◆ **Aufgabendetails**
Was ist laut dem Bericht über die Feuerfisch-Vergiftung das einzig probate Mittel gegen das Gift eines Skorpionsfisches?

===== Quellenauszug

Das "schwarze" Blut war hier in 10 m Tiefe deutlich zu sehen und ich erkannte an ihren Augen, dass Schmerz eingesetzt hatte. Zum Glück war das Boot nicht weit geankert und hastig schwammen wir zurück. Gerry war im Camp und wurde von mir über Funk informiert. Als wir Wolfs kraftloser Frau an der Leiter aufs Boot halfen, schrie sie schon vor Schmerz. Gerry hatte heißes Wasser vorbereitet und man kann sich ausmalen, wie sie weinte, als er ihren Arm 20 Minuten später ohne Erbarmen ins heiße Wasser steckte. Das einzig probate Mittel gegen das Gift eines Skorpionsfisches, zu denen die Feuerfische gehören! Gerry hatte diese Prozedur schon zweimal mit Erfolg über sich selbst ergehen lassen müssen. Wolfram war schweißgebadet und faselte plötzlich in deutsch von der Herzschwäche seiner Frau. Jetzt wurde uns allen Bange und Gerry orderte per Funk sogleich einen Hubschrauber von Geraldton, um sie in ärztliche Obhut in die dortige Klinik zu fliegen. Der konnte aber auf Beacon nicht landen und so mußten wir sie mit schmerzverzerrtem Gesicht auf die Langustenfängerinsel bringen: Im Nachhinein die beste Entscheidung, wie ich später von Wolfram bei einem Deutschland-Besuch erfuhr, denn ohne ein Antiserum hätte Maureen laut Auskunft der Ärzte die Feuerfisch-Vergiftung wegen ihres kranken Herzens nicht überlebt.

==========
===== Angezeigte Daten

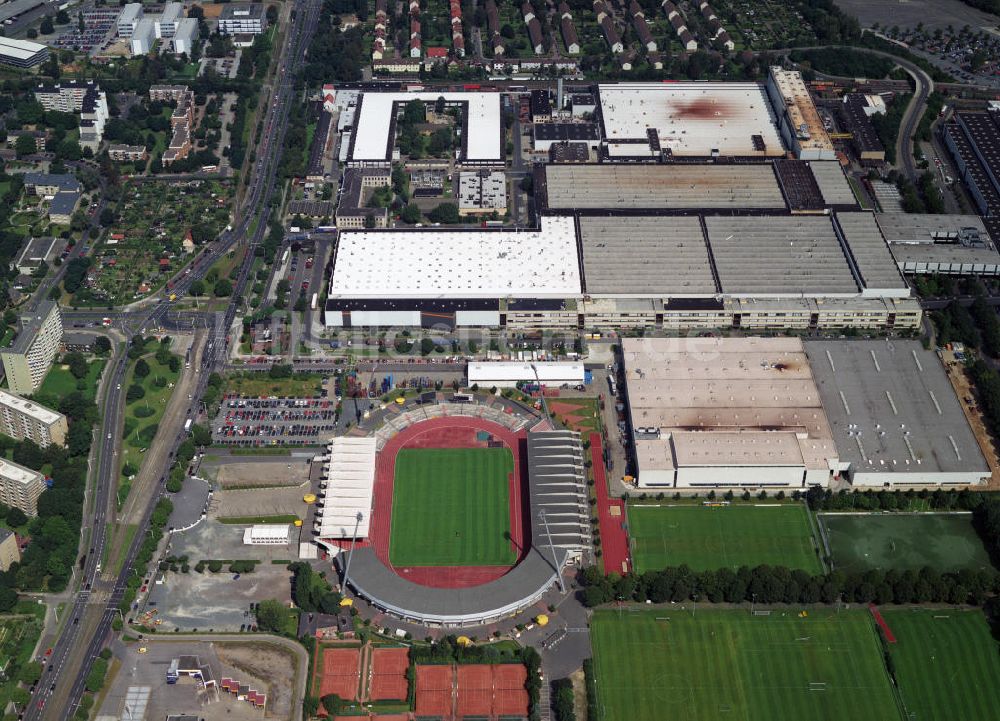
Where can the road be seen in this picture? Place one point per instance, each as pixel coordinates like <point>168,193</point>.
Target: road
<point>88,625</point>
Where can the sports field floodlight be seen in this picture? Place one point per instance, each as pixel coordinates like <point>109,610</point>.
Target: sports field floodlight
<point>354,540</point>
<point>555,560</point>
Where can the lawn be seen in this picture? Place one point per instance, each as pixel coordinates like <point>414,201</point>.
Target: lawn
<point>60,382</point>
<point>946,664</point>
<point>904,541</point>
<point>451,507</point>
<point>707,538</point>
<point>719,665</point>
<point>258,385</point>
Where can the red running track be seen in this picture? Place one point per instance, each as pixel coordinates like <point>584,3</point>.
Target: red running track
<point>614,539</point>
<point>447,432</point>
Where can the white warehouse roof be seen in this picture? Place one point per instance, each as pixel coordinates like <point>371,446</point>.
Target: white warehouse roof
<point>509,373</point>
<point>350,480</point>
<point>691,119</point>
<point>458,263</point>
<point>375,116</point>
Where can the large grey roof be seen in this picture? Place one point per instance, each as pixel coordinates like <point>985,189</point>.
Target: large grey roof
<point>871,253</point>
<point>664,255</point>
<point>780,254</point>
<point>891,405</point>
<point>663,187</point>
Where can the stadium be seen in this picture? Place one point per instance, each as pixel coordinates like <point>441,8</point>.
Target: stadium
<point>475,510</point>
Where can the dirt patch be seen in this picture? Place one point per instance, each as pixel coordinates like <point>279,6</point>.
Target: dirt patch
<point>264,661</point>
<point>229,475</point>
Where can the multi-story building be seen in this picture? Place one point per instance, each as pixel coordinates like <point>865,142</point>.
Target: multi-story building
<point>30,356</point>
<point>20,488</point>
<point>166,24</point>
<point>9,552</point>
<point>129,19</point>
<point>21,418</point>
<point>128,153</point>
<point>242,19</point>
<point>78,96</point>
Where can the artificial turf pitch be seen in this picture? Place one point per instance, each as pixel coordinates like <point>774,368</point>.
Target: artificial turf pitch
<point>711,537</point>
<point>947,664</point>
<point>451,507</point>
<point>723,665</point>
<point>904,541</point>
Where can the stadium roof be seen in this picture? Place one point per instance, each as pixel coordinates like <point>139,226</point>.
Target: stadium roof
<point>779,255</point>
<point>432,263</point>
<point>375,120</point>
<point>645,255</point>
<point>892,408</point>
<point>671,186</point>
<point>349,484</point>
<point>692,119</point>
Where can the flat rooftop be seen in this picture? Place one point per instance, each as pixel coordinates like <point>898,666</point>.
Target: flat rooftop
<point>633,187</point>
<point>779,255</point>
<point>692,119</point>
<point>435,263</point>
<point>725,401</point>
<point>375,122</point>
<point>892,408</point>
<point>636,252</point>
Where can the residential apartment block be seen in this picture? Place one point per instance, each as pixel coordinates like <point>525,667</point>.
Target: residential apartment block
<point>20,487</point>
<point>21,418</point>
<point>30,356</point>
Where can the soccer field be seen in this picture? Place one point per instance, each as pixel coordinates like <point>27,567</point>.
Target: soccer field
<point>451,507</point>
<point>724,665</point>
<point>947,664</point>
<point>707,538</point>
<point>904,541</point>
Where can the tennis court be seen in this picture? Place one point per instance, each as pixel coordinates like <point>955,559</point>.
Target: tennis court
<point>388,679</point>
<point>451,507</point>
<point>340,672</point>
<point>903,541</point>
<point>947,664</point>
<point>711,537</point>
<point>715,665</point>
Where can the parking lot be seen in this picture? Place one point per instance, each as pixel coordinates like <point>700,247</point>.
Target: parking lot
<point>274,421</point>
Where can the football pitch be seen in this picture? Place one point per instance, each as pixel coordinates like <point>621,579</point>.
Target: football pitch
<point>451,507</point>
<point>947,664</point>
<point>722,665</point>
<point>904,541</point>
<point>711,537</point>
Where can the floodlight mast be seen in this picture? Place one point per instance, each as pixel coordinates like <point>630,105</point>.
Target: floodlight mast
<point>350,554</point>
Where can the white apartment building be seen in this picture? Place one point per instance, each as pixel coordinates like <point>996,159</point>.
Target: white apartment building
<point>21,418</point>
<point>30,356</point>
<point>130,16</point>
<point>20,487</point>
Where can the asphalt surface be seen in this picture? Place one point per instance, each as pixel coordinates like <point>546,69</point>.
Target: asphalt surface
<point>88,625</point>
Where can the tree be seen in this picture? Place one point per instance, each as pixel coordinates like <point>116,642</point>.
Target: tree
<point>78,365</point>
<point>410,214</point>
<point>25,145</point>
<point>272,616</point>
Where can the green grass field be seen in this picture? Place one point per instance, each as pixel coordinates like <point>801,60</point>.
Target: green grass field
<point>947,542</point>
<point>707,538</point>
<point>946,664</point>
<point>722,665</point>
<point>450,507</point>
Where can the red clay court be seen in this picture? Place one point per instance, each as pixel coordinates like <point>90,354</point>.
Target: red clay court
<point>388,674</point>
<point>488,691</point>
<point>448,432</point>
<point>340,672</point>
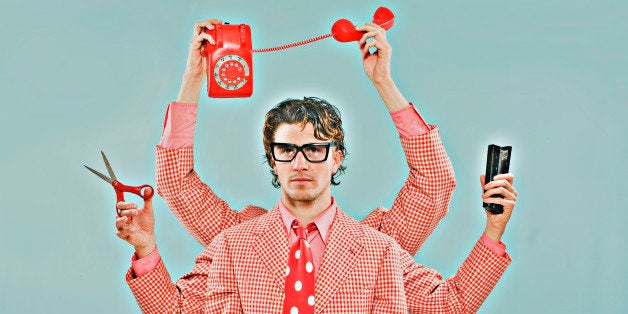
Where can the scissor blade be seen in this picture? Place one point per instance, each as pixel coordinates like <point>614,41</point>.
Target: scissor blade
<point>111,174</point>
<point>102,176</point>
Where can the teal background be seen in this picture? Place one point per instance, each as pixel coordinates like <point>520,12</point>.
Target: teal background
<point>547,77</point>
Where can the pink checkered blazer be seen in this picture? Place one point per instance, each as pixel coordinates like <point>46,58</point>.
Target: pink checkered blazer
<point>418,208</point>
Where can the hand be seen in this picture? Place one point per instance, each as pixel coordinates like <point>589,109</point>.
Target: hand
<point>501,185</point>
<point>376,65</point>
<point>137,226</point>
<point>196,64</point>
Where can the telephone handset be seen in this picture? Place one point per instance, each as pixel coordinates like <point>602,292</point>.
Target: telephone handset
<point>230,60</point>
<point>344,31</point>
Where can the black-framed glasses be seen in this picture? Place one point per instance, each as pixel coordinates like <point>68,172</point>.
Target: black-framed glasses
<point>313,152</point>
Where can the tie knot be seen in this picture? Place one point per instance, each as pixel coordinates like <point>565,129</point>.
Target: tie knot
<point>301,231</point>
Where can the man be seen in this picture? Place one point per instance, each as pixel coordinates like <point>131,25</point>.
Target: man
<point>306,196</point>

==========

◆ **Aufgabenergebnis**
Heißes Wasser, in das der betroffene Arm gesteckt wird.